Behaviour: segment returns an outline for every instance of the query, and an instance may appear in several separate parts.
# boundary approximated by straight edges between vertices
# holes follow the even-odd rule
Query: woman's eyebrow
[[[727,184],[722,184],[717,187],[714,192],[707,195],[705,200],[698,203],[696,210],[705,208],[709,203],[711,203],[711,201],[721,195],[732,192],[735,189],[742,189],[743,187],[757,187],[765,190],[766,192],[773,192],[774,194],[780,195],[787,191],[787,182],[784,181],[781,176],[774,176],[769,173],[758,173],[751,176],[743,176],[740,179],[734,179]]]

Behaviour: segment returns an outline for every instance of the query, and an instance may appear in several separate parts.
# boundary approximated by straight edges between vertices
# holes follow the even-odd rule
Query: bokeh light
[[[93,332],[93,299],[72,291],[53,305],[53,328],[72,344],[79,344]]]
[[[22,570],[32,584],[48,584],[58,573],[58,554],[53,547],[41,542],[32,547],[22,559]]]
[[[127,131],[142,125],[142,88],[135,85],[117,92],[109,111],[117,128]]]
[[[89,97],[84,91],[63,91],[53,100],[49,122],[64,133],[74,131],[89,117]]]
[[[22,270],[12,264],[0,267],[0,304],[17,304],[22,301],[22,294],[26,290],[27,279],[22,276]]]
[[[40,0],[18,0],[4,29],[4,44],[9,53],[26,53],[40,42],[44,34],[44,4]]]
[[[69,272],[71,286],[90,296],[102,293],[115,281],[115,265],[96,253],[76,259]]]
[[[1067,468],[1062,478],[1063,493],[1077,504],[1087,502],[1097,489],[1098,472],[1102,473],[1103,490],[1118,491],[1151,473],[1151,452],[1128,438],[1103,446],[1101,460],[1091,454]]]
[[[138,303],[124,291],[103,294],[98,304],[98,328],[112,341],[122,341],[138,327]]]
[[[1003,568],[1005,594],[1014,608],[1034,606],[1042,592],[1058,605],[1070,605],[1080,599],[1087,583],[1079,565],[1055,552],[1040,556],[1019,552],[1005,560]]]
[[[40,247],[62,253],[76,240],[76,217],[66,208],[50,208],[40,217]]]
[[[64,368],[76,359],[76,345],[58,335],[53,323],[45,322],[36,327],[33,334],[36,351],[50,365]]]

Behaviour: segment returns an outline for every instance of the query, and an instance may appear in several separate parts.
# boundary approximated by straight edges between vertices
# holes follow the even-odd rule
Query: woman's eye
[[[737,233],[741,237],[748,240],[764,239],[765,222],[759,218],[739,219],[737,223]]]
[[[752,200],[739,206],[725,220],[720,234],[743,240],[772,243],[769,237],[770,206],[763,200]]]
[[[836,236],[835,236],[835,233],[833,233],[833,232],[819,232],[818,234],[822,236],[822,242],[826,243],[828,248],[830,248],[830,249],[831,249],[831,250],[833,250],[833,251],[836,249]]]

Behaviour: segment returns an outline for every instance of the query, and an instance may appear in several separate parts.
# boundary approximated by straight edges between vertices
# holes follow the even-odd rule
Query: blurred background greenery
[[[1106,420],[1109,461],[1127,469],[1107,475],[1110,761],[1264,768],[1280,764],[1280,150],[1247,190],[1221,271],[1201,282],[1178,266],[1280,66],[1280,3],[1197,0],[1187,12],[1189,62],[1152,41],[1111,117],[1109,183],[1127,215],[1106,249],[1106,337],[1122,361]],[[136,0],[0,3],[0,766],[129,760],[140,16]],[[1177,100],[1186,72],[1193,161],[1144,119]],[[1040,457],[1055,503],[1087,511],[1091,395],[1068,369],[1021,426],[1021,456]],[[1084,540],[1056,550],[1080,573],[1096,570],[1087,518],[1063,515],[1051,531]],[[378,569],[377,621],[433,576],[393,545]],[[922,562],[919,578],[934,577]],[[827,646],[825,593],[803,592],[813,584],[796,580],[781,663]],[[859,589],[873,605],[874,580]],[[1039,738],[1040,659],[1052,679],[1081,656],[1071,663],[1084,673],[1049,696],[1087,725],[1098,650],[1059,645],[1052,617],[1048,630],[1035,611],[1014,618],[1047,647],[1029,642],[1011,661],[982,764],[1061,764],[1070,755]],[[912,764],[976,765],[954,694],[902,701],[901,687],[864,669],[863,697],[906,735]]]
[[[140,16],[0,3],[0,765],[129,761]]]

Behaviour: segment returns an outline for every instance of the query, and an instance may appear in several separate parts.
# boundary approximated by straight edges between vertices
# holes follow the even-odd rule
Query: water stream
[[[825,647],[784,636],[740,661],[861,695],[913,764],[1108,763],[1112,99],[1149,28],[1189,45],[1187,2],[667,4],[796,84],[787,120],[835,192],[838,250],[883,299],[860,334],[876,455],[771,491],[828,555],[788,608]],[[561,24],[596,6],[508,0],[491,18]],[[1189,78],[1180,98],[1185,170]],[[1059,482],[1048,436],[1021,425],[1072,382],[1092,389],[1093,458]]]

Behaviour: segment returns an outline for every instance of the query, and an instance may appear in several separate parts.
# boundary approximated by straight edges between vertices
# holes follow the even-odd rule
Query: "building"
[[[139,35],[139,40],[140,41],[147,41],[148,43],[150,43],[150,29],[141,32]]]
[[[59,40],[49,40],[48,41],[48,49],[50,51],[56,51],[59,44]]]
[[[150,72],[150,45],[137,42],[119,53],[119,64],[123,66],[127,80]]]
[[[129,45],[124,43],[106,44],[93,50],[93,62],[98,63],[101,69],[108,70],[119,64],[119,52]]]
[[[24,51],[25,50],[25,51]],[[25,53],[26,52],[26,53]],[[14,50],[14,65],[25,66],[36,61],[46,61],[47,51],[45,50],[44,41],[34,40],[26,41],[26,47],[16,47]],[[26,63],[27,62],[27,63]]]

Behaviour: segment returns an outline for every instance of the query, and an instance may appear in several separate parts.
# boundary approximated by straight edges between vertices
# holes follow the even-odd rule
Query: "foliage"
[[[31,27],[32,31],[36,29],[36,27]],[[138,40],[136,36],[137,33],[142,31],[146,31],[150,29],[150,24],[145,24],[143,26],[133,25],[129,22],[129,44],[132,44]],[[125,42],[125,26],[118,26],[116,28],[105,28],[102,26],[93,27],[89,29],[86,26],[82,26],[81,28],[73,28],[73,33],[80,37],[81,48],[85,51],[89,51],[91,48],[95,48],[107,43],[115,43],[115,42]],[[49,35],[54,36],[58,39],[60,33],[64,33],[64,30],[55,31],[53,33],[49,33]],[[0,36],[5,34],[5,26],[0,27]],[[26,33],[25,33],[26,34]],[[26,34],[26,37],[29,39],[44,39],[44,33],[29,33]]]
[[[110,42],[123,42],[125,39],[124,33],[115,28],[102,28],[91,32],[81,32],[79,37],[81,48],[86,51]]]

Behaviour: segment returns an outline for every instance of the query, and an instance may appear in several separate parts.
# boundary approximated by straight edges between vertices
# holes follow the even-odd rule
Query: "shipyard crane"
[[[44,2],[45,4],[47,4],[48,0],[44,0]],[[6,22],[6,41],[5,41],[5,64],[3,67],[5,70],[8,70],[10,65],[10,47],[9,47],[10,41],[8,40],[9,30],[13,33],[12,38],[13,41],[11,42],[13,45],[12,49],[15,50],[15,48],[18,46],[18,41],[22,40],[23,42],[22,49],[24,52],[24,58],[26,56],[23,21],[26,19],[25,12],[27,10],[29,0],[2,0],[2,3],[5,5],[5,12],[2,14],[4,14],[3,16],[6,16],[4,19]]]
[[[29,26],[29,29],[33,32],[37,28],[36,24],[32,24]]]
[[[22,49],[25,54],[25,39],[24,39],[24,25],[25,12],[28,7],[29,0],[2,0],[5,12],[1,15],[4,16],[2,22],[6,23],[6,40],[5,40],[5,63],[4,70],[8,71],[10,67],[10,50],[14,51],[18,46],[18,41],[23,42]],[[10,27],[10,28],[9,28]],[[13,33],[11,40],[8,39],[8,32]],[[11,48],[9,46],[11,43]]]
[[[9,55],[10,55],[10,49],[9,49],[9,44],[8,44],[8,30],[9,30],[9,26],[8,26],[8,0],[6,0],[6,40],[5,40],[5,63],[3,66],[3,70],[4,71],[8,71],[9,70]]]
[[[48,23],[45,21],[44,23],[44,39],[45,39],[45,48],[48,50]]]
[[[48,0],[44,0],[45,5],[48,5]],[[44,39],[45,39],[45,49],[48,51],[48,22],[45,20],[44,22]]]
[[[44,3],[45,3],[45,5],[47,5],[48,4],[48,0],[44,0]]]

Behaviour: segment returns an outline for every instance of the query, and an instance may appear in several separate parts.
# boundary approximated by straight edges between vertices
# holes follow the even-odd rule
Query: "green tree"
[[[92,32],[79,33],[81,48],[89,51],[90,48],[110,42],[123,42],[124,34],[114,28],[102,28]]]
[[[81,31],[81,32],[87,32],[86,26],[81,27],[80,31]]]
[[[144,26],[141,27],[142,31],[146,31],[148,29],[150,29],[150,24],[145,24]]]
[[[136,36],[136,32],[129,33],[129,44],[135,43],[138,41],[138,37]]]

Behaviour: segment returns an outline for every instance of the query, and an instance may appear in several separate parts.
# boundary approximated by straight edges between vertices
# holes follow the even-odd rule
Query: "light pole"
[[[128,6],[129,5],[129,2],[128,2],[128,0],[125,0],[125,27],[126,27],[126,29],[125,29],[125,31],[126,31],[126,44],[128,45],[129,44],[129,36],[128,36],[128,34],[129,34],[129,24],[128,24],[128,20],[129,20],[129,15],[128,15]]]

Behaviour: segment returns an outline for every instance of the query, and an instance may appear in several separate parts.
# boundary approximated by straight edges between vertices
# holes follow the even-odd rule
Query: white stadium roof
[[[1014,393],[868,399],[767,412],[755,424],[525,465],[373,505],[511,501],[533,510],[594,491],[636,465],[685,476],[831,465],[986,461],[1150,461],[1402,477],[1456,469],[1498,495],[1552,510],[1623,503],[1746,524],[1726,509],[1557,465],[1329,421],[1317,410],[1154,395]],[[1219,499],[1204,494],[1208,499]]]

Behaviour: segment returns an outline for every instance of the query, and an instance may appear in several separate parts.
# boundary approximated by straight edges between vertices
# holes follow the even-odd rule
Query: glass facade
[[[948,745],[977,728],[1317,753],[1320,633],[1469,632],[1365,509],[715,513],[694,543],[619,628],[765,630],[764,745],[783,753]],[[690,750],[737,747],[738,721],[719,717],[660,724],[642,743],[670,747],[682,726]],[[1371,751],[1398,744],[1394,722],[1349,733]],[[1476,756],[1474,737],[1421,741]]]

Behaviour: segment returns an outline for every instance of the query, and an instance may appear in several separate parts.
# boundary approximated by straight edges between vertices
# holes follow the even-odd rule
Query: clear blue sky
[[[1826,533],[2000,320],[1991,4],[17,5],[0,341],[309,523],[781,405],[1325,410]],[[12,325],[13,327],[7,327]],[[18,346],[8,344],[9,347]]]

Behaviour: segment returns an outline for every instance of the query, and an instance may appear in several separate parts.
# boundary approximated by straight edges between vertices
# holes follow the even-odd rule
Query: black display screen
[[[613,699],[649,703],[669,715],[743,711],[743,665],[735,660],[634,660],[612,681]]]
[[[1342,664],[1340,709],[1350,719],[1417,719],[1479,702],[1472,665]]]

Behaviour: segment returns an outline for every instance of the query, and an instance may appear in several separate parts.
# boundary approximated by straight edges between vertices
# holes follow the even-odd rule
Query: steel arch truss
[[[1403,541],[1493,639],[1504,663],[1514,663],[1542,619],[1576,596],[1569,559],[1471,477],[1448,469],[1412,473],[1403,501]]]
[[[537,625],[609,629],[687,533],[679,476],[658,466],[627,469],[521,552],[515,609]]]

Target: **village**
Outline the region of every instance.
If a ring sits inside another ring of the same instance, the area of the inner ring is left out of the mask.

========================================

Activity> Your task is to retype, exactly and only, the lines from the one with "Query: steel arch truss" through the final line above.

Answer>
Query: steel arch truss
[[[1403,541],[1493,639],[1504,663],[1514,663],[1542,619],[1576,596],[1569,559],[1471,477],[1448,469],[1412,473],[1403,501]]]
[[[537,625],[609,629],[687,533],[679,476],[658,466],[627,469],[521,552],[515,609]]]

Target: **village**
Outline the region of every instance.
If a ring sits inside another ring of the same instance, the area of the inner ring is left out of the mask.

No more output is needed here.